→ Selected excerpt
== Segment start ==
Pope Francis landed in northern Iraq on Sunday to cap his historic tour to the country with a visit to Christian communities that endured the brutality of a jihadist “caliphate”.
The heaviest deployment of security forces yet has been mobilised to protect the 84-year-old on what is perhaps his riskiest day in Iraq.
Francis landed early on Sunday at the airport in the Kurdish regional capital of Arbil, targeted just a few weeks ago by a volley of rockets that killed two people.
He held a brief meeting with regional president Nechirvan Barzani and his cousin, the prime minister Masrour Barzani.
The pontiff will then travel by helicopter to lead a prayer “for the victims of the war” in the city of Mosul, an ancient crossroads overrun by the Islamic State group in 2014.
“We believers cannot be silent when terrorism abuses religion,” Francis said at an interfaith service Saturday, one of the many stops on the first-ever papal visit to the war-scarred country.
== Segment end ==
→ The data
== Segment start ==
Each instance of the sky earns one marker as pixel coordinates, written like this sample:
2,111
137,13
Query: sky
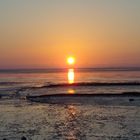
43,33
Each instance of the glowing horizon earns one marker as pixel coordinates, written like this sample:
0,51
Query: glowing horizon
98,33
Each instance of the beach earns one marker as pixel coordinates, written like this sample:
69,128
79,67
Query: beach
86,118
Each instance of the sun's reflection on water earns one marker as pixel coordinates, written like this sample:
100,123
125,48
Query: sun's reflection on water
71,76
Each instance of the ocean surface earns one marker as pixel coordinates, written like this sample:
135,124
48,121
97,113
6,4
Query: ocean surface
37,121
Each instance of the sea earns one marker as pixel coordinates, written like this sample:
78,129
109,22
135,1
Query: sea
100,120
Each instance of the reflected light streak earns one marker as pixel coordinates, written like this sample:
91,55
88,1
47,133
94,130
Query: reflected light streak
71,76
71,91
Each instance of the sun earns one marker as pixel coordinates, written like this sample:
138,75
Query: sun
71,60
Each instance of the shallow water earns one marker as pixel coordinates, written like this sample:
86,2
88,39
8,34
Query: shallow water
68,122
36,121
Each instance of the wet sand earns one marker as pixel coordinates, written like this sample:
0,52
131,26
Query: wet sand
39,121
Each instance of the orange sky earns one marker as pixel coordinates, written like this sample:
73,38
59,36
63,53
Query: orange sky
42,34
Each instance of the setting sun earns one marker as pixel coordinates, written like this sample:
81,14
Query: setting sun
71,60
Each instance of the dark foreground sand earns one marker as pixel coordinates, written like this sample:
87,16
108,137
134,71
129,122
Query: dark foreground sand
39,121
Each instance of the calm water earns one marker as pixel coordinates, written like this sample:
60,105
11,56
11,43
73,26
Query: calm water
12,81
36,121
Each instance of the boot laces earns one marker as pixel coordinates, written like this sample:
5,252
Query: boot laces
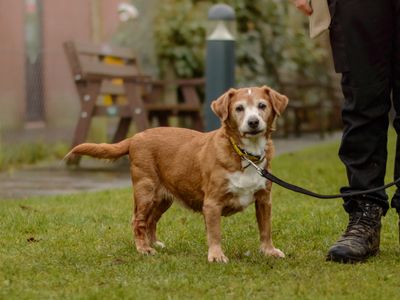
363,221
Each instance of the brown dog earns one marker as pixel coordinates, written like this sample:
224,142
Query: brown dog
204,171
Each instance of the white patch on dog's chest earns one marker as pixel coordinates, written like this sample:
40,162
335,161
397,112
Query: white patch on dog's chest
244,184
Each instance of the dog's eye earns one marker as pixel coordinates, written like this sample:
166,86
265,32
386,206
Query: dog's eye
239,108
262,106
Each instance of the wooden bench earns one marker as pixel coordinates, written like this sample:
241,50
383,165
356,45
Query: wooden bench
103,72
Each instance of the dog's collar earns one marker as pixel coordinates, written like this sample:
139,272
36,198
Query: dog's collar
243,153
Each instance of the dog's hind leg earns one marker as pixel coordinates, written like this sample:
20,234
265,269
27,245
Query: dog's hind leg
145,199
155,216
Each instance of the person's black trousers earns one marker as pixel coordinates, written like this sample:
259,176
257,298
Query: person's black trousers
365,39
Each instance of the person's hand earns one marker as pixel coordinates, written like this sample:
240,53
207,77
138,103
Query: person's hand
303,6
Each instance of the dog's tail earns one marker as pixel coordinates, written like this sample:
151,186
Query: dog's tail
105,151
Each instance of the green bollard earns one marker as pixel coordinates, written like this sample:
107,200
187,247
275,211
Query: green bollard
220,60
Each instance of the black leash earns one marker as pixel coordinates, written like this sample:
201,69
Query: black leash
264,173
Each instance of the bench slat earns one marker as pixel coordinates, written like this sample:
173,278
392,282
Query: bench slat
104,50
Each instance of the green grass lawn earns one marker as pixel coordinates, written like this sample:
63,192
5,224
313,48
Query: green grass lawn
80,247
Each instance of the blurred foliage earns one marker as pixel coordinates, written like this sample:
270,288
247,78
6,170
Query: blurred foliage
271,44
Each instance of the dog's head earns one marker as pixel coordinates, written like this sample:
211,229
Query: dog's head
251,111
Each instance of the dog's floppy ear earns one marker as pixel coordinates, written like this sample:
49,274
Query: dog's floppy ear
278,101
221,106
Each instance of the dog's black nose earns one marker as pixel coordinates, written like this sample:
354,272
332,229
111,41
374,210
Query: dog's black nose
253,123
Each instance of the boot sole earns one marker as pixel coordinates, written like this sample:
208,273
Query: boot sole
351,259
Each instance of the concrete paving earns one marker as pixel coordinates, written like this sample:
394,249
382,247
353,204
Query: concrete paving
94,175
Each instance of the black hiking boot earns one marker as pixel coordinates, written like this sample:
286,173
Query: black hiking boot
362,236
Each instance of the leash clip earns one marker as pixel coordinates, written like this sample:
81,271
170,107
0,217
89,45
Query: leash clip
258,169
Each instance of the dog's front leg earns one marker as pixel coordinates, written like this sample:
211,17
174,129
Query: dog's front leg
212,217
264,220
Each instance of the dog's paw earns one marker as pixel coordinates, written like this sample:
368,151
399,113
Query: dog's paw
159,244
146,250
275,252
216,255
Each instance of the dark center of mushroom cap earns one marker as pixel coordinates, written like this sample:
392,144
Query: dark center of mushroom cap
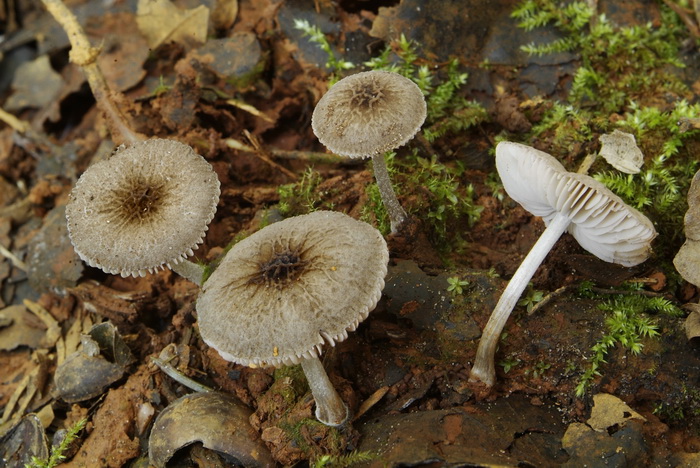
139,200
367,95
281,268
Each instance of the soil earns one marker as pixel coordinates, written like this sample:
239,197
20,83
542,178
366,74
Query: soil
405,372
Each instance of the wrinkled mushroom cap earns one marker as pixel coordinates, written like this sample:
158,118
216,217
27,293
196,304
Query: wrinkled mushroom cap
600,221
369,113
283,292
145,207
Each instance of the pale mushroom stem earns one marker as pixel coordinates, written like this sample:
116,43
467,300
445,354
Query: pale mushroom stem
397,215
484,369
189,270
330,408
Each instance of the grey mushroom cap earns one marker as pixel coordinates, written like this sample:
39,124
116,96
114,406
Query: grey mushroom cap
601,222
282,293
146,207
369,113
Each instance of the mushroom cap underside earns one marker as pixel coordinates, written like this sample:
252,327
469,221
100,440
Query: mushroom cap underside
145,207
283,292
369,113
601,222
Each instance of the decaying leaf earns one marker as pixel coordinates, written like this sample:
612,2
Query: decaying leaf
53,329
217,420
608,411
20,331
620,150
224,13
687,260
161,21
102,361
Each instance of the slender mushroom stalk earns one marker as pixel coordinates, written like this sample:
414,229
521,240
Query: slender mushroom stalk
484,369
331,410
599,220
284,292
397,215
367,114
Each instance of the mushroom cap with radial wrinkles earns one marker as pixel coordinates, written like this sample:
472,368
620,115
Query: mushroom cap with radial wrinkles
601,222
295,285
147,206
369,113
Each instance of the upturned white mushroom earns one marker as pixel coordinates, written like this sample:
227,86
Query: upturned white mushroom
599,220
367,114
146,207
282,293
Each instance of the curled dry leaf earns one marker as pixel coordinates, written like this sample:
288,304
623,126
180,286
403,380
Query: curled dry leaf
687,259
620,150
161,21
608,410
218,421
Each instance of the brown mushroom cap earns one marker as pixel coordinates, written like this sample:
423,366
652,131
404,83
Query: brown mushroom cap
601,222
283,292
368,113
145,207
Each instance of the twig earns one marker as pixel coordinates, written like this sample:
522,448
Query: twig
260,152
178,376
85,56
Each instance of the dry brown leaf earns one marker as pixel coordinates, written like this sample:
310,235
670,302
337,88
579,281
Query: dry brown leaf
608,410
687,259
224,13
161,21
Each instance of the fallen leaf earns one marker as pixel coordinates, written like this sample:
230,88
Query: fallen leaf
224,13
161,21
608,410
687,259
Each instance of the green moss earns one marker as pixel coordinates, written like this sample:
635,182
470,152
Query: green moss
622,74
627,325
303,196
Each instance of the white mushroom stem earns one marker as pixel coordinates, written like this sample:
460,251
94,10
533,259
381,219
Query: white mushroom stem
189,270
397,215
330,408
484,369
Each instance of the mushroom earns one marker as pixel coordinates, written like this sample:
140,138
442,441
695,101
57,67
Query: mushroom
367,114
145,207
599,220
282,293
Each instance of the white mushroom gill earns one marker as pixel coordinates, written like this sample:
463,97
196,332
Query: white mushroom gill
599,220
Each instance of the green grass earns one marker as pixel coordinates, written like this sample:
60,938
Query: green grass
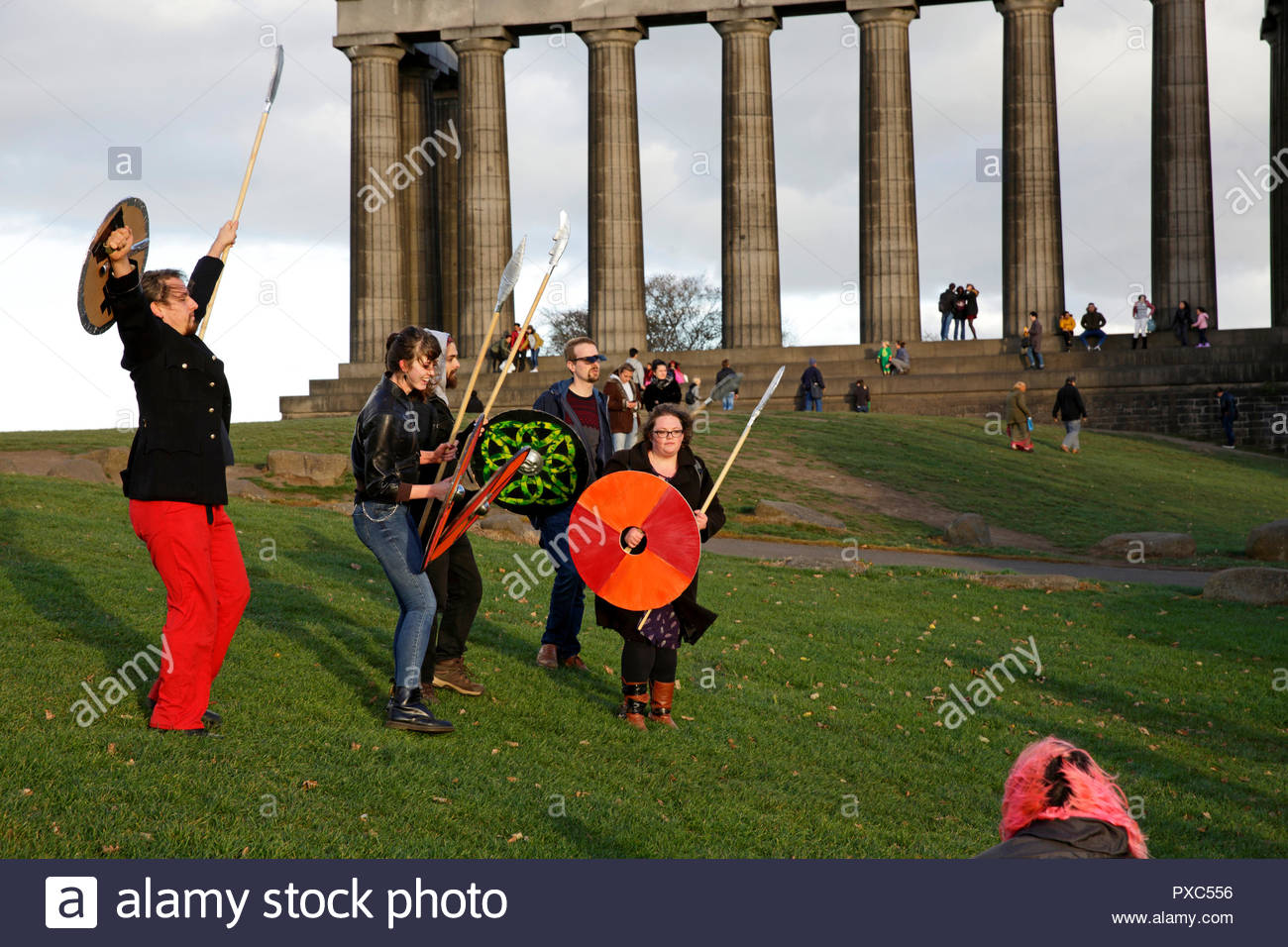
816,737
1117,483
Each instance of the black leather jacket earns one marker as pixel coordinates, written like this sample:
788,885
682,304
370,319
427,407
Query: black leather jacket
385,454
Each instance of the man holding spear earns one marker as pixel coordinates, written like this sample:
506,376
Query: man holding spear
581,405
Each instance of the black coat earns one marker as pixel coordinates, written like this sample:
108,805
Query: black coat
694,480
661,393
1069,405
1093,320
180,447
1064,838
385,454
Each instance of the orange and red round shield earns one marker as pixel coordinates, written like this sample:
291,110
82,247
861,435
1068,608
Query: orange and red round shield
671,548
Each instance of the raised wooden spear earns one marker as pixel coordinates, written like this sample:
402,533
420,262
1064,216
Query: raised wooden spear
555,253
250,166
507,279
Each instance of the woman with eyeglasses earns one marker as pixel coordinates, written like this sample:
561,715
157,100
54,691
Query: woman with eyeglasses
386,460
651,655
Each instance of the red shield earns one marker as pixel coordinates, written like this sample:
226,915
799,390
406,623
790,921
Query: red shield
671,548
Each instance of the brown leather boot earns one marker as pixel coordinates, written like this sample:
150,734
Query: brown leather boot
632,706
660,703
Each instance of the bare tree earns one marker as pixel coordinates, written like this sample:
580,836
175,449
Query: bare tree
683,313
565,325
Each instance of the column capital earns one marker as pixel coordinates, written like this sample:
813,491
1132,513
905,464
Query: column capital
880,11
1271,29
755,20
621,29
1005,7
885,14
481,39
374,52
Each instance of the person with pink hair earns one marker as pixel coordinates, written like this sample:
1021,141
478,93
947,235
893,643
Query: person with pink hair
1059,802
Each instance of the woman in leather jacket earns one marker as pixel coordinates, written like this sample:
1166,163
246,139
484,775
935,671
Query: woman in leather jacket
386,460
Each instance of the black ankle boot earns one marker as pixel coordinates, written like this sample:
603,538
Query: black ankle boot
406,712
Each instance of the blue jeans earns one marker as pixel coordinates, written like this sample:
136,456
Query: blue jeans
389,532
568,595
1096,333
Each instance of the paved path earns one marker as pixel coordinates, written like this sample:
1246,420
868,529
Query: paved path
829,557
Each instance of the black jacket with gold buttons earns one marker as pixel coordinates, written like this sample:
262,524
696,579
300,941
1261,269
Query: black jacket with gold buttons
180,447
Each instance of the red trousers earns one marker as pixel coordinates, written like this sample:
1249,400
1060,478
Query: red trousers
206,592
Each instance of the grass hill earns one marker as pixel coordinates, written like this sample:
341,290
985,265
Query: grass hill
812,714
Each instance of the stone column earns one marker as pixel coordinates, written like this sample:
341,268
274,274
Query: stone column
377,282
446,210
1183,231
889,291
1031,231
1274,30
616,237
484,183
748,211
415,128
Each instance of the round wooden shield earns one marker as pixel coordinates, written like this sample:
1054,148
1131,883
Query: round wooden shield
671,548
558,466
91,296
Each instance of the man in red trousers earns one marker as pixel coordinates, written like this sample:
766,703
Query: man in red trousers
175,474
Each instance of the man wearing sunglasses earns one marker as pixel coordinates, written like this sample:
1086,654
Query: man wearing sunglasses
578,402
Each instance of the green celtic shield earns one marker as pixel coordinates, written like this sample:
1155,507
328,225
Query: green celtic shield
557,471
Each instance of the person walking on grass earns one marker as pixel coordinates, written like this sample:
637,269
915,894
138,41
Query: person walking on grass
649,654
947,302
1229,407
1181,321
622,405
385,457
811,386
971,296
1141,312
579,403
901,363
174,476
1072,410
1019,423
1034,337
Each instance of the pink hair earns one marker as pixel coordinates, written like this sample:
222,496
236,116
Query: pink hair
1055,780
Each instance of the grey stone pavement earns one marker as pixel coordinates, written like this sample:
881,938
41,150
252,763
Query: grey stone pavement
800,556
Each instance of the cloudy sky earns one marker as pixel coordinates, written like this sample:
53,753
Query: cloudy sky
184,82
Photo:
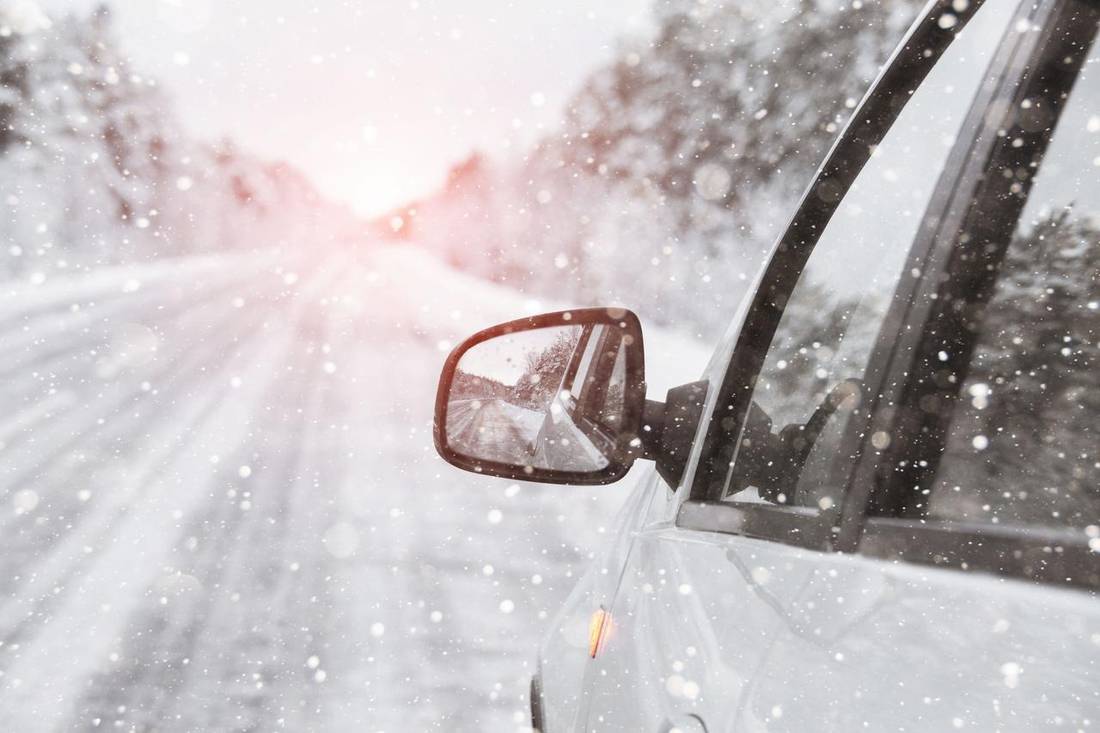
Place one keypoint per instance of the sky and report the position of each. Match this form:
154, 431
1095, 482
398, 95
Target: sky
372, 99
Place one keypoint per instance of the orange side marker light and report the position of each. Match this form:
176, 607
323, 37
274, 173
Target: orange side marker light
598, 628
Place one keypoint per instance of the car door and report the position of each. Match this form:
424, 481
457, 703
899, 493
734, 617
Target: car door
735, 611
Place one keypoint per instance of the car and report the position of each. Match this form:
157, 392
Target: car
880, 506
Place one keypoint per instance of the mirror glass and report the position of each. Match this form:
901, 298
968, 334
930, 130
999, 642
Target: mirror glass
545, 398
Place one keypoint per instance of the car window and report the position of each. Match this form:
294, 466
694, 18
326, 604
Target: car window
812, 374
1022, 412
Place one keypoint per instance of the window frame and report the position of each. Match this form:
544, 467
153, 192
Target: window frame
877, 528
914, 57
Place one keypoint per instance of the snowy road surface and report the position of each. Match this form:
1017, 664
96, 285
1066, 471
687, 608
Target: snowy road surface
493, 429
221, 510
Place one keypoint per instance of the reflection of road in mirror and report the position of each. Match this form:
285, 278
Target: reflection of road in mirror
495, 429
562, 446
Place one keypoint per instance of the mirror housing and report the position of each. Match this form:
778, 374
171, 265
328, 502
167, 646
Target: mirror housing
557, 398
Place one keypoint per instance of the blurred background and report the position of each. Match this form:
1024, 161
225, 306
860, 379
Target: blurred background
237, 241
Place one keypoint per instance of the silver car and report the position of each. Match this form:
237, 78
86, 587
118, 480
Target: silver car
879, 509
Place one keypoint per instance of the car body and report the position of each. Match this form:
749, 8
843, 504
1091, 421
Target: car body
931, 559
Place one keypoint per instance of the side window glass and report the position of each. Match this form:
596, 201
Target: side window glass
812, 374
1023, 444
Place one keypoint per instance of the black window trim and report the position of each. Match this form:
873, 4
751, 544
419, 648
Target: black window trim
914, 57
1033, 553
912, 61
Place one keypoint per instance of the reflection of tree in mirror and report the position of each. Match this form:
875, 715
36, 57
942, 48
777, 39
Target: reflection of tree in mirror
545, 369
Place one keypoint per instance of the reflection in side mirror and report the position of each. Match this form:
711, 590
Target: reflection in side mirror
556, 397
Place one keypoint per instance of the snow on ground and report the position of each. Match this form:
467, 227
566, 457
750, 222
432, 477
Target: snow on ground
220, 509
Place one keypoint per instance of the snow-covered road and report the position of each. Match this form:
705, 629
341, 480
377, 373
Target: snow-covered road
220, 509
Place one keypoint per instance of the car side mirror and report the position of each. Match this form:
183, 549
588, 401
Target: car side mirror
561, 398
557, 397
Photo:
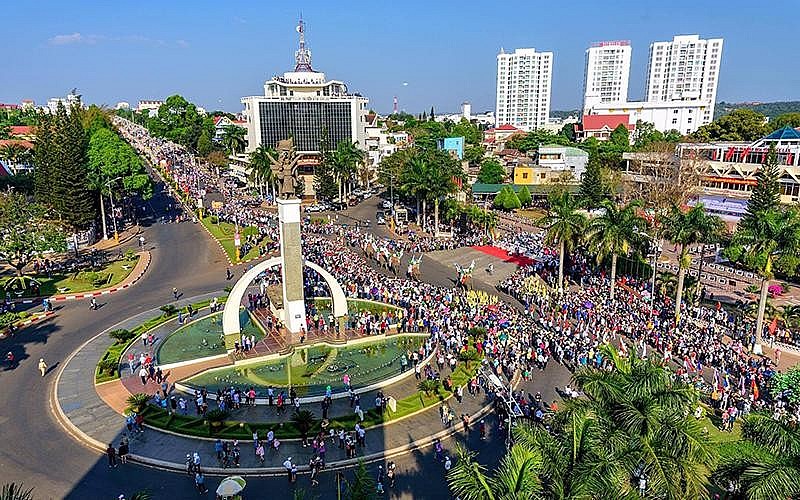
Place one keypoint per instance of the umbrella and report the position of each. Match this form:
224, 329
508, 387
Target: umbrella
231, 485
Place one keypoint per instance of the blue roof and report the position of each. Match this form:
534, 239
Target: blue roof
786, 132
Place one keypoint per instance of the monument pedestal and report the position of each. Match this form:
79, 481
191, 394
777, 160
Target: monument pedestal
294, 307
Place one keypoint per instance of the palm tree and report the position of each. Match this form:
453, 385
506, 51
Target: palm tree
14, 491
414, 181
687, 229
261, 168
515, 477
233, 138
614, 233
766, 465
772, 236
440, 184
563, 224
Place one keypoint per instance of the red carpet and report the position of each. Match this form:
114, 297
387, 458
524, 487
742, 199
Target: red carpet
501, 254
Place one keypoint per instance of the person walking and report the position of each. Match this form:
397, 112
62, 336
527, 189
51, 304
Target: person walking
111, 453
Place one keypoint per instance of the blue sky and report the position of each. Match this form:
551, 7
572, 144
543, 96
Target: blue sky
215, 52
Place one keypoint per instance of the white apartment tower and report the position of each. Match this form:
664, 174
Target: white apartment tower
685, 69
608, 66
523, 88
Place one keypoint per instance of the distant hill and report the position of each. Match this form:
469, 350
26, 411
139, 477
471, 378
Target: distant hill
768, 109
564, 114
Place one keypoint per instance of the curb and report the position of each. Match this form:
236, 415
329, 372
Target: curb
94, 293
28, 322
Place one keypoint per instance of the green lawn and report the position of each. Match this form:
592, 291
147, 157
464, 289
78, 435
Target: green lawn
83, 281
224, 233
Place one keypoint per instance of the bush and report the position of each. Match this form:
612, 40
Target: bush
== Segment end ==
→ Task details
Return the portion of the report on Pope Francis's visit to Iraq that runs from "Francis landed early" up to and including "killed two people.", copied word for word.

→ Result
Francis landed early on Sunday at the airport in the Kurdish regional capital of Arbil, targeted just a few weeks ago by a volley of rockets that killed two people.